◆ **TASK TO COMPLETE**
Pull every line from the data below that contains the string "plant". Case counts.

◆ **RECORDED INFORMATION**
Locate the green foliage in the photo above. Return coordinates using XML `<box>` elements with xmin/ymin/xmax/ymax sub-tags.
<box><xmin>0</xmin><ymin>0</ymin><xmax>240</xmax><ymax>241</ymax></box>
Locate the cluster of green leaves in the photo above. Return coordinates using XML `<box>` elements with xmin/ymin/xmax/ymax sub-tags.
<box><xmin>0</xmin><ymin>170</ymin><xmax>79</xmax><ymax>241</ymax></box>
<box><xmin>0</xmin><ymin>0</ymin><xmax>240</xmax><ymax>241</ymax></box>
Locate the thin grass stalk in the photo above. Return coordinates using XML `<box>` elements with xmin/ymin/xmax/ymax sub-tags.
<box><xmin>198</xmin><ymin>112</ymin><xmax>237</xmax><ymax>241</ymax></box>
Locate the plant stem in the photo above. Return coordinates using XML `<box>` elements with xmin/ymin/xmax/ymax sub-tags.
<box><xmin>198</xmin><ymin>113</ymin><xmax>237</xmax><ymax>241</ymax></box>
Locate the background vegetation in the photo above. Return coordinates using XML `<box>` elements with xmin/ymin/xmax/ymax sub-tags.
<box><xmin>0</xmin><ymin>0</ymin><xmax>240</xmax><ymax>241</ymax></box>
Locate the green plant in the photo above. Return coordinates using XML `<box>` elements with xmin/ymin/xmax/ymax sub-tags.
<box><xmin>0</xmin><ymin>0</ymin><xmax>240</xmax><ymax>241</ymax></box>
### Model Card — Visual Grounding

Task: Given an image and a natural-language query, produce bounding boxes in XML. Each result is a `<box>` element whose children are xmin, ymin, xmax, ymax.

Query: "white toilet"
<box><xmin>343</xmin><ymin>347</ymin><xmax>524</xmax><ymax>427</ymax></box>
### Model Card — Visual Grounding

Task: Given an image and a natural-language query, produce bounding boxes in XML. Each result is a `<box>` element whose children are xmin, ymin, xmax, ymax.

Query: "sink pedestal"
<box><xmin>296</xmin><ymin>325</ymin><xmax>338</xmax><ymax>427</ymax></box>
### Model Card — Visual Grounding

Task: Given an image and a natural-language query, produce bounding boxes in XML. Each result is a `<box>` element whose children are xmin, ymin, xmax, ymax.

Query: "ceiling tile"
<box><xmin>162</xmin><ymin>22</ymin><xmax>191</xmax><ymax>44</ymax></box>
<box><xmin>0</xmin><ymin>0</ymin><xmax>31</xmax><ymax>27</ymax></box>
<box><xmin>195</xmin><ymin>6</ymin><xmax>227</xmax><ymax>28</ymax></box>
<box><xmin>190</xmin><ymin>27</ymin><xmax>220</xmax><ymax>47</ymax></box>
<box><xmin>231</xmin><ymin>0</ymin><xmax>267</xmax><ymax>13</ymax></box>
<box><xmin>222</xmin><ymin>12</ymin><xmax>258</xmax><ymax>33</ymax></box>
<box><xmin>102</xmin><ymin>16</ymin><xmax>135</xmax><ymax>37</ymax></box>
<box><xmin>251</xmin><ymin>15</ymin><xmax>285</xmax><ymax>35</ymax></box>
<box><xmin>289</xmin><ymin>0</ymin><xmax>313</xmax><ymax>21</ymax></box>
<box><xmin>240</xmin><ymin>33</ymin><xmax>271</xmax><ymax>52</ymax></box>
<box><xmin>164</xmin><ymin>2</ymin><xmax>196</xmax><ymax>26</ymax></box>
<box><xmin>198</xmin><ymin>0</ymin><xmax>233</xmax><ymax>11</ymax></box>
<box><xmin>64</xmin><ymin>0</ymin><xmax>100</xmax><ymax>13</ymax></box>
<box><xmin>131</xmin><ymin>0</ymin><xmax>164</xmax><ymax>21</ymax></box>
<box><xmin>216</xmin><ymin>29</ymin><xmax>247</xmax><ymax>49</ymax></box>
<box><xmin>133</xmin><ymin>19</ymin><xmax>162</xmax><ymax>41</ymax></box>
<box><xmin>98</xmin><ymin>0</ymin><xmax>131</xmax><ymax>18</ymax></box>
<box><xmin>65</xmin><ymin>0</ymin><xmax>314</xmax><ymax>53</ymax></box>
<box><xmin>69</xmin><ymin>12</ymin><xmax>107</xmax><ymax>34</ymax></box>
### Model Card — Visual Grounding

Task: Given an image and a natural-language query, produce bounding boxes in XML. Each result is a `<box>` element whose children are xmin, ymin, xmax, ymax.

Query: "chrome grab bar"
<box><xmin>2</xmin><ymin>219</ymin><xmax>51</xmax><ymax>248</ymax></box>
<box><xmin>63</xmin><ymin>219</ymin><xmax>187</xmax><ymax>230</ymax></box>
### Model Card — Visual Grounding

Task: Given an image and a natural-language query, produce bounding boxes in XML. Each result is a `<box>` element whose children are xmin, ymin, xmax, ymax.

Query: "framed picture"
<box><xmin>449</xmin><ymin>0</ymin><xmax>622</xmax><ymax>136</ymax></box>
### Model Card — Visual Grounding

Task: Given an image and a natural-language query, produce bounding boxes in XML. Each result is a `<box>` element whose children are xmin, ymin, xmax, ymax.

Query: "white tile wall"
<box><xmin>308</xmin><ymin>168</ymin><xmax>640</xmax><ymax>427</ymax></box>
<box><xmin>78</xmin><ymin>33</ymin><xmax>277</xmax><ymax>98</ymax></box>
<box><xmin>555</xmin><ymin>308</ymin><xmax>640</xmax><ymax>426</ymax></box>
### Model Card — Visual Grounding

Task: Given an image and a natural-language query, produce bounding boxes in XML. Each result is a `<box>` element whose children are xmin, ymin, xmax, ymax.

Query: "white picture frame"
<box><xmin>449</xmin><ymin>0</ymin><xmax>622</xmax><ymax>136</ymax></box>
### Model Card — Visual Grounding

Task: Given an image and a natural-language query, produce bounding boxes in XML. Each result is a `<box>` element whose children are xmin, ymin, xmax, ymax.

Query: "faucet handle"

◆ **OUTPUT BELOW**
Locate the plant stem in the photo above. Return coordinates using XML `<box>` elements with xmin/ymin/xmax/ymax sub-tags.
Locate the green plant in the photo above. Return coordinates using XML `<box>` elements with xmin/ymin/xmax/ymax sub-tags.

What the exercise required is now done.